** start Data supplied **

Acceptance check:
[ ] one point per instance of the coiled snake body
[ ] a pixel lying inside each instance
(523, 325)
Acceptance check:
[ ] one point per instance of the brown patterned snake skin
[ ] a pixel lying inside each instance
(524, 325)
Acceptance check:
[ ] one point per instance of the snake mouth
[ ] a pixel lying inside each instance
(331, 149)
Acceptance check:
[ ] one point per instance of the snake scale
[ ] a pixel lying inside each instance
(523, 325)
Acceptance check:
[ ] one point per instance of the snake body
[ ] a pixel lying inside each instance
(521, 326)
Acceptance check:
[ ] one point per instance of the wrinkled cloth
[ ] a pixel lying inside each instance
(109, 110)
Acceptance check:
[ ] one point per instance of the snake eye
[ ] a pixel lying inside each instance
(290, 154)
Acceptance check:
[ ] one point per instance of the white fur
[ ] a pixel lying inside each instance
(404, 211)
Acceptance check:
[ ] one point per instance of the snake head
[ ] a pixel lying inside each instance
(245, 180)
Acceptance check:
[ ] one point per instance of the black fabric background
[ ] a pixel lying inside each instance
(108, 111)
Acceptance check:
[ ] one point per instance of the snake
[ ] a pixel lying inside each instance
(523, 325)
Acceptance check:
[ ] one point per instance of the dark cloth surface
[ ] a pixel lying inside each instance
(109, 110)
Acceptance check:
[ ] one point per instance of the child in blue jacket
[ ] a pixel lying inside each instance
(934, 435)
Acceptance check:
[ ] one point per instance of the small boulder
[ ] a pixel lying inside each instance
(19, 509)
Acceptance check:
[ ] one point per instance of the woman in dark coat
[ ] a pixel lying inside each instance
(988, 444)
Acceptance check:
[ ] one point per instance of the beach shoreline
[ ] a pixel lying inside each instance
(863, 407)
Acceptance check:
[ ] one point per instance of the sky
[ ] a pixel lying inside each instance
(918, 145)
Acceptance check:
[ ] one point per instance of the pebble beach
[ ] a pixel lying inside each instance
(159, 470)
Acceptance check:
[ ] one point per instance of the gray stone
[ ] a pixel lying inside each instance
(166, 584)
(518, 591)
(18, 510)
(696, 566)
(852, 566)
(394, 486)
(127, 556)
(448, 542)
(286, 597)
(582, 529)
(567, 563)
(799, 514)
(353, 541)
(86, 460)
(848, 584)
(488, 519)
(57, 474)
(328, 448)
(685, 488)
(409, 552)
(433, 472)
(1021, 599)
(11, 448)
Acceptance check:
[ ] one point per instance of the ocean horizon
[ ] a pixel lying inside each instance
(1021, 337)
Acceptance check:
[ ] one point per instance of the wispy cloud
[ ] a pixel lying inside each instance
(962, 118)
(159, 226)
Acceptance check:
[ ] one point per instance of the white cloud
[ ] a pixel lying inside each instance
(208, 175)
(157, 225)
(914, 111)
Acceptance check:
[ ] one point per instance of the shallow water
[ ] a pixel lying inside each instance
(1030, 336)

** end Data supplied **

__What to work on__:
All of the entries should be written out again exactly.

__Answer in full__:
Acceptance check:
[ ] one point per instance of the coiled snake body
[ ] a pixel lying inside each instance
(523, 325)
Acceptance check:
[ ] one point per instance of the brown patterned snake skin
[ ] a pixel lying inside each instance
(524, 325)
Acceptance check:
[ ] one point per instance of the snake mouth
[ ] a pixel lying inside each instance
(331, 149)
Acceptance check:
[ ] one point per instance of the snake scale
[ ] a pixel lying inside each instance
(523, 325)
Acceptance check:
[ ] one point per instance of the snake body
[ ] a pixel lying inside each instance
(521, 326)
Acceptance check:
[ ] one point per instance of the wrinkled cloth
[ ] a pixel lying inside each instance
(109, 110)
Acceptance check:
[ ] one point per instance of the snake eye
[ ] a pixel lying inside each instance
(290, 154)
Acceptance check:
[ ] one point per instance of the white fur
[ ] a pixel lying inside each instance
(404, 211)
Acceptance check:
[ ] one point per instance of the snake head
[ ] a pixel lying inside each instance
(245, 180)
Acceptance check:
[ ] one point per instance of the black fabric background
[ ] a pixel lying inside each instance
(108, 111)
Acceptance check:
[ ] one point per instance of the snake
[ ] a pixel lying inside each instance
(523, 325)
Acceptance check:
[ ] one point per instance of the dark cloth surface
[ ] a pixel lying inside each instance
(109, 110)
Acceptance check:
[ ] one point per instance of the child in blue jacket
[ ] a pixel lying inside each instance
(934, 435)
Acceptance check:
[ ] one point per instance of the small boulder
[ ] a pixel lying inside each instance
(19, 509)
Acceptance check:
[ ] one point per instance of the woman in dark coat
[ ] a pixel lying inside each instance
(988, 444)
Acceptance check:
[ ] one point per instance of the beach shoreline
[ ] a pixel lying inside each instance
(863, 407)
Acceptance check:
[ ] one point per instance of the sky
[ ] a pixel lying inside each instance
(918, 145)
Acceptance check:
[ ] one point per instance of the pebble beach
[ ] a pixel lying inside each instance
(159, 470)
Acceptance check:
[ ] one point per instance of the gray stone
[ ] a pixel lying inside each instance
(166, 584)
(518, 591)
(18, 510)
(696, 566)
(852, 566)
(394, 486)
(127, 556)
(448, 542)
(286, 597)
(582, 529)
(567, 563)
(799, 514)
(353, 541)
(86, 460)
(848, 584)
(488, 519)
(57, 474)
(328, 448)
(685, 488)
(409, 552)
(433, 472)
(1021, 599)
(11, 448)
Acceptance check:
[ ] one point per instance of the ocean horizon
[ ] a pixel lying inside each instance
(1021, 337)
Acceptance check:
[ ] one point per instance of the wispy cloud
[ ] a pixel lying inside each instance
(962, 118)
(159, 226)
Acceptance check:
[ ] one point per instance of the white cloud
[ ] a pixel lying inside each instance
(208, 175)
(157, 225)
(914, 111)
Acceptance check:
[ ] one point per instance of the shallow water
[ ] a pixel lying inside each instance
(1030, 336)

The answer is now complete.